## WORK ITEM
From the first line of the records below through the line containing "matches [(324, 46)]", copy everything exactly and nothing more.

═══

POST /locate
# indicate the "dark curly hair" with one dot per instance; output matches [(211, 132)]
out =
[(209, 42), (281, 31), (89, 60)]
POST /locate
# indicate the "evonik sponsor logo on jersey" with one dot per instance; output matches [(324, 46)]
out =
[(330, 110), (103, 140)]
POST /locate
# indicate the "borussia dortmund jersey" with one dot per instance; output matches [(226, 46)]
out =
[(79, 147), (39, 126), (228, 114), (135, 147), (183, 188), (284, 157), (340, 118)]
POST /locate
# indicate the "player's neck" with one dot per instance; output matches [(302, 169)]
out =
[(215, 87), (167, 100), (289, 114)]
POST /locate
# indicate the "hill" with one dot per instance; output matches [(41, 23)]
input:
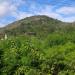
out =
[(41, 25)]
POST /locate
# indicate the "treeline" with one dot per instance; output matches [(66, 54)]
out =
[(25, 55)]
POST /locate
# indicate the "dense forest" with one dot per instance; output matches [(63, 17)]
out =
[(38, 45)]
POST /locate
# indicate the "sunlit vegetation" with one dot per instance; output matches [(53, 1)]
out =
[(38, 45), (24, 55)]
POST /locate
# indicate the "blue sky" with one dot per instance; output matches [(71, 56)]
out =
[(12, 10)]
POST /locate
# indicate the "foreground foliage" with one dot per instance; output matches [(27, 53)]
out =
[(25, 55)]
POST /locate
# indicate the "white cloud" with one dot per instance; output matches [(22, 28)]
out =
[(66, 10), (4, 7)]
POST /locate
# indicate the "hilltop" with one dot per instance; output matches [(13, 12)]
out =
[(41, 25)]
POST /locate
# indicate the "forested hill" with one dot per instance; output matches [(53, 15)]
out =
[(40, 25)]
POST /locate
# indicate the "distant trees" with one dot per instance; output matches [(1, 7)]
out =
[(24, 55)]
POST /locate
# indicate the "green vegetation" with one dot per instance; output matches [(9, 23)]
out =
[(24, 55), (40, 47)]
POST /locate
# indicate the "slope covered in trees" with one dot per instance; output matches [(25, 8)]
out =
[(51, 51)]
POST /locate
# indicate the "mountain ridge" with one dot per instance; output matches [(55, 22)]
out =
[(39, 24)]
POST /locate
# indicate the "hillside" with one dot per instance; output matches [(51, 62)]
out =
[(51, 54), (41, 25)]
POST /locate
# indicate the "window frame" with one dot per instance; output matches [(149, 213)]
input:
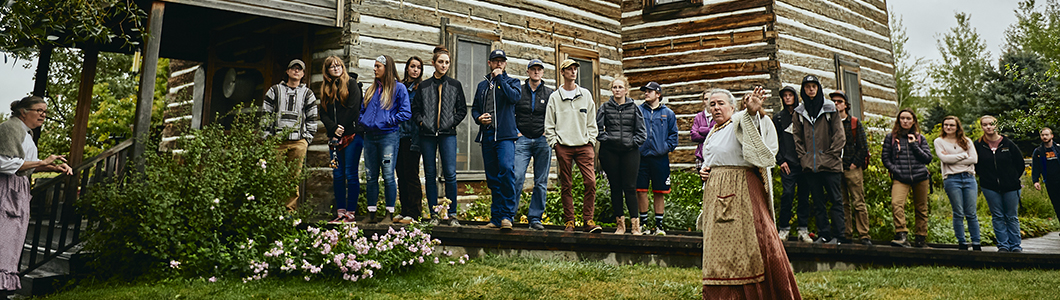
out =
[(844, 66)]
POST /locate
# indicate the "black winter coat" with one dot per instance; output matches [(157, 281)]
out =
[(621, 125), (907, 163), (343, 115), (787, 153), (531, 120), (439, 116), (999, 171)]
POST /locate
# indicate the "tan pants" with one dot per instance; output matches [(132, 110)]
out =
[(853, 198), (294, 152), (899, 192)]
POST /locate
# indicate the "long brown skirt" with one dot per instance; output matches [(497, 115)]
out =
[(779, 281)]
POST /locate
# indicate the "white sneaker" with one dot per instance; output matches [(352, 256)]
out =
[(804, 234), (783, 233)]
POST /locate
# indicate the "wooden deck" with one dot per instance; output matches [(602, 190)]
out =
[(684, 249)]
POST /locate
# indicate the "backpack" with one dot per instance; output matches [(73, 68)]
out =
[(853, 133)]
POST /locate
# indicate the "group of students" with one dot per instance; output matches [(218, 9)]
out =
[(823, 150), (399, 120)]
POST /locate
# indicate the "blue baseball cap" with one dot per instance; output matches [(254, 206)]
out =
[(497, 53), (535, 62)]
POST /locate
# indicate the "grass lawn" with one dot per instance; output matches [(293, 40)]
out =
[(508, 278)]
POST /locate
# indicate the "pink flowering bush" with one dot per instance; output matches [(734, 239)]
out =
[(346, 252)]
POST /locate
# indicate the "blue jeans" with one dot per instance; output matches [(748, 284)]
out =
[(500, 177), (963, 191), (346, 177), (536, 148), (430, 146), (380, 154), (1004, 207)]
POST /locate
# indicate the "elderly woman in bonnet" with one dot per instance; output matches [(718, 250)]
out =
[(742, 256), (18, 160)]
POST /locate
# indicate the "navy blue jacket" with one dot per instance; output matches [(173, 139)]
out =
[(505, 91), (661, 125)]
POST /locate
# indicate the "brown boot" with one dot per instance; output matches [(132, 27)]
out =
[(620, 225), (635, 226)]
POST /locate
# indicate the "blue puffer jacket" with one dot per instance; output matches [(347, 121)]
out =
[(506, 93), (661, 125), (377, 121)]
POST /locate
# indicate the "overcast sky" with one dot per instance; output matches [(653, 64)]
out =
[(924, 20)]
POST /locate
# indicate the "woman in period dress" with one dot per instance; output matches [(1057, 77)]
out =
[(742, 256), (18, 160)]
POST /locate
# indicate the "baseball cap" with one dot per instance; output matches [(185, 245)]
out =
[(497, 53), (567, 63), (535, 62), (296, 62)]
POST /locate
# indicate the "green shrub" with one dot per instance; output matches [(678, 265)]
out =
[(193, 207)]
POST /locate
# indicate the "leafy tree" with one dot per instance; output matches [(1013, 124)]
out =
[(908, 70), (958, 76)]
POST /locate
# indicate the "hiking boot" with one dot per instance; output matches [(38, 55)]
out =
[(387, 218), (590, 227), (635, 226), (804, 234), (506, 225), (920, 241), (783, 232), (535, 225), (620, 225), (901, 240)]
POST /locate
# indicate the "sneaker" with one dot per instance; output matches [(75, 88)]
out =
[(590, 227), (804, 234), (506, 225), (536, 226)]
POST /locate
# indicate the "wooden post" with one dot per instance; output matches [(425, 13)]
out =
[(141, 127), (84, 106), (82, 111), (40, 80)]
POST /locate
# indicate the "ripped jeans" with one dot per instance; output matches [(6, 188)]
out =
[(380, 154)]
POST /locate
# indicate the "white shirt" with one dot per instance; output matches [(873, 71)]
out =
[(722, 148), (10, 165)]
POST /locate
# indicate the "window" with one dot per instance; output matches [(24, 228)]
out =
[(848, 78), (470, 63), (588, 69)]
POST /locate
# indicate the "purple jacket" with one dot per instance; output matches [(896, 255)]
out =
[(701, 127)]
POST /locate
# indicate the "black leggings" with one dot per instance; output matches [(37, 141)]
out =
[(621, 168)]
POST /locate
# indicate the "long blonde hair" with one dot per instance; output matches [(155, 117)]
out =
[(386, 84), (334, 89)]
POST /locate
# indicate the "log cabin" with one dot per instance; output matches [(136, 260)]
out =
[(687, 46)]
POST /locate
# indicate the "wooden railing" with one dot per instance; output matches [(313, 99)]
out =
[(55, 224)]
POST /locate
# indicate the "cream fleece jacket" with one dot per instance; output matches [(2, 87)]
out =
[(570, 122)]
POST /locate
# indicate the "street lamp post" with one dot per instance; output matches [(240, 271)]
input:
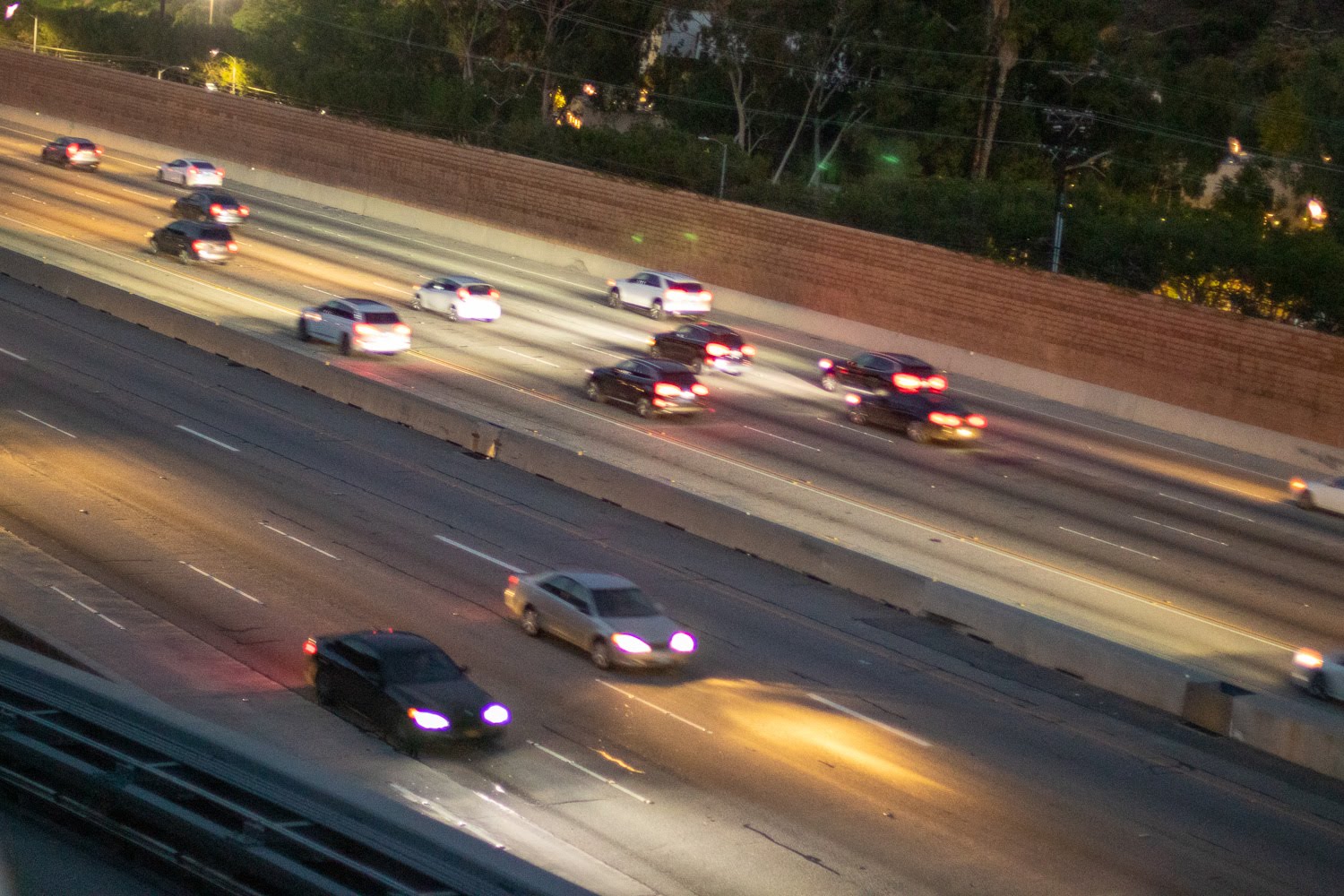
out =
[(723, 161)]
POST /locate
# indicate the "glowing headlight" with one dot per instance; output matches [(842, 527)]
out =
[(426, 719), (682, 642), (629, 643)]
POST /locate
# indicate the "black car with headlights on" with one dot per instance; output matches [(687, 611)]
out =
[(211, 204), (652, 387), (699, 346), (924, 417), (405, 685)]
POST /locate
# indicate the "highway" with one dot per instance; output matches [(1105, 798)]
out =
[(816, 745), (1163, 543)]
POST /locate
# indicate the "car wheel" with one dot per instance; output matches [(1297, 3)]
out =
[(531, 622), (918, 432), (601, 654)]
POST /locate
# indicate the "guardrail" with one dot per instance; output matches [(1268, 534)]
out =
[(215, 806)]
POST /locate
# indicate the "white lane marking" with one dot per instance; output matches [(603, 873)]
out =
[(35, 419), (1182, 530), (480, 833), (870, 720), (529, 357), (101, 616), (852, 429), (484, 556), (599, 351), (220, 582), (1110, 543), (301, 541), (780, 437), (593, 774), (202, 435), (652, 705), (1236, 516)]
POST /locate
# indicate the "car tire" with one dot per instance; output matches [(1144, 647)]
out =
[(918, 433), (601, 654)]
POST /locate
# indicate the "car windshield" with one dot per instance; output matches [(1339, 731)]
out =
[(623, 603), (419, 665)]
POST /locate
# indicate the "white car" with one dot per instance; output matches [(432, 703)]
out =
[(461, 298), (660, 295), (1320, 676), (191, 172), (357, 325), (1325, 495)]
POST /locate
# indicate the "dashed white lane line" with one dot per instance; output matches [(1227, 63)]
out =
[(37, 419), (892, 729), (194, 568), (591, 774), (1204, 506), (1093, 538), (202, 435), (300, 541), (781, 438), (484, 556), (93, 610), (653, 705), (1182, 530)]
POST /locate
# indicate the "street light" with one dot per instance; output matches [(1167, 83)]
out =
[(723, 160)]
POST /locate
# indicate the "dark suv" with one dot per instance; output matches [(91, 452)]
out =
[(650, 387), (881, 373), (211, 204), (191, 241)]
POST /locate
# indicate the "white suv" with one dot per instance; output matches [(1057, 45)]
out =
[(357, 325), (660, 295)]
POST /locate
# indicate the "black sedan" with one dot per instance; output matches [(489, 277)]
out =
[(924, 417), (211, 204), (652, 389), (405, 685), (703, 344)]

═══

## ANSWER BOX
POST /locate
# indicate the "dark curly hair" with one dot per instance; output matches [(211, 132)]
out =
[(209, 42), (281, 31), (89, 60)]
POST /locate
# indicate the "evonik sponsor logo on jersey" with one dot per instance; output matches [(324, 46)]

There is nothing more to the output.